▶ **Work task**:
The answer must restate every entry below word for word.

Source data:

----------------

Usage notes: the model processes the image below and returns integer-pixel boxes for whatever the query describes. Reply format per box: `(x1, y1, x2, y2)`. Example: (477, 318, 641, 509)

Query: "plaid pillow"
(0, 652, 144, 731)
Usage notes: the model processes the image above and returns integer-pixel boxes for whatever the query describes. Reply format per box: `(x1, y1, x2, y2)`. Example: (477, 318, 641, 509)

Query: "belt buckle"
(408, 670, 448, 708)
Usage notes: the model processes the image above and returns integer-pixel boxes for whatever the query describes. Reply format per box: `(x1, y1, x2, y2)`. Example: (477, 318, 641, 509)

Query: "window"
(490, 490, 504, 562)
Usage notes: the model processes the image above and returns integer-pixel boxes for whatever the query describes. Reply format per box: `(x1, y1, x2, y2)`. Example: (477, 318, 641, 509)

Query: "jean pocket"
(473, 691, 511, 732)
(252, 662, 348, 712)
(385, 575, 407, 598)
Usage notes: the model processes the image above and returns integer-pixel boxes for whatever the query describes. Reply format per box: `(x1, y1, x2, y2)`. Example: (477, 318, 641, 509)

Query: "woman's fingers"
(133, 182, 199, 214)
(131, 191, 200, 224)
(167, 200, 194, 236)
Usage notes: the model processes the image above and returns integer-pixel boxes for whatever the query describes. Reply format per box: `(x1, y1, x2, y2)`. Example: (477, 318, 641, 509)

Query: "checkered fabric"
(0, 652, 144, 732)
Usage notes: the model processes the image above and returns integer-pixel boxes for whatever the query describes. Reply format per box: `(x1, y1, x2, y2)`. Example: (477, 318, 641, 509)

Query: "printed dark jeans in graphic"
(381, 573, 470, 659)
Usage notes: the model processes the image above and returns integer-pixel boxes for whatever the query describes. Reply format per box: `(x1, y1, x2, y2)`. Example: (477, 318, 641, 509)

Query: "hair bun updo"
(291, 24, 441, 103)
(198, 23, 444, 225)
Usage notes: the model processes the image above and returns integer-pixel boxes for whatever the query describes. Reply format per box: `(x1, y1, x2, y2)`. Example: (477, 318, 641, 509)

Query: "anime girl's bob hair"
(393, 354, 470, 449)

----------------

▶ **Answer for the task**:
Usage notes: the model processes the image below and returns integer-pixel boxes for whatever the query describes. Reply format per box: `(x1, y1, x2, y2)`. Example: (477, 318, 641, 509)

Query: "plaid pillow"
(0, 652, 144, 731)
Usage notes: the model processes the image above and returns integer-pixel boxes for whatever the query describes. Reply format per box: `(x1, y1, x2, y2)`. Example: (477, 318, 641, 509)

Query: "belt buckle"
(408, 670, 448, 708)
Usage notes: the model processes the image above and returns integer-pixel boxes for whatever the query describes. Reply format per box: `(x1, y1, x2, y2)`. Example: (477, 318, 641, 509)

Query: "window"
(490, 490, 504, 562)
Usage notes: the model processes the image above and returns integer-pixel boxes for whatever the query describes. Reply format per box: `(x1, y1, x2, y2)`. Example: (477, 318, 641, 509)

Query: "jean pocket"
(473, 691, 511, 732)
(252, 662, 348, 712)
(385, 575, 407, 598)
Usage notes: the model processes the image above and returns integer-pixel boxes for whatever the query describes. Reply format per box: `(x1, y1, x2, y2)`. Example: (477, 318, 641, 509)

Query: "woman's fingers"
(133, 182, 199, 214)
(131, 191, 200, 224)
(167, 200, 194, 236)
Usage notes: the model processes the image above and returns integer-pixel boxes for whatever the query describes. Reply format per box: `(x1, y1, x2, y2)`. Example: (477, 318, 641, 509)

Query: "checkered fabric"
(0, 652, 144, 732)
Usage notes: the model processes the image above and returns integer-pixel boxes for whatever the query describes. Reply format per box: `(x1, y1, x2, y2)`. Example: (477, 318, 641, 509)

Query: "printed dark jeans in graphic"
(381, 573, 470, 659)
Usage notes: the model processes the image above and returns integer-pixel boxes for whatever the query describes. Reply format per box: `(x1, y1, x2, y2)`. Example: (477, 318, 641, 509)

Query: "hair bun updo"
(291, 24, 441, 103)
(198, 23, 444, 225)
Usage notes: the model processes the image above and returns integer-pixel boxes for whatever the query describes. Reply format per box: `(x1, y1, x2, y2)`. Example: (477, 318, 641, 509)

Query: "anime girl's bob hair"
(393, 354, 470, 449)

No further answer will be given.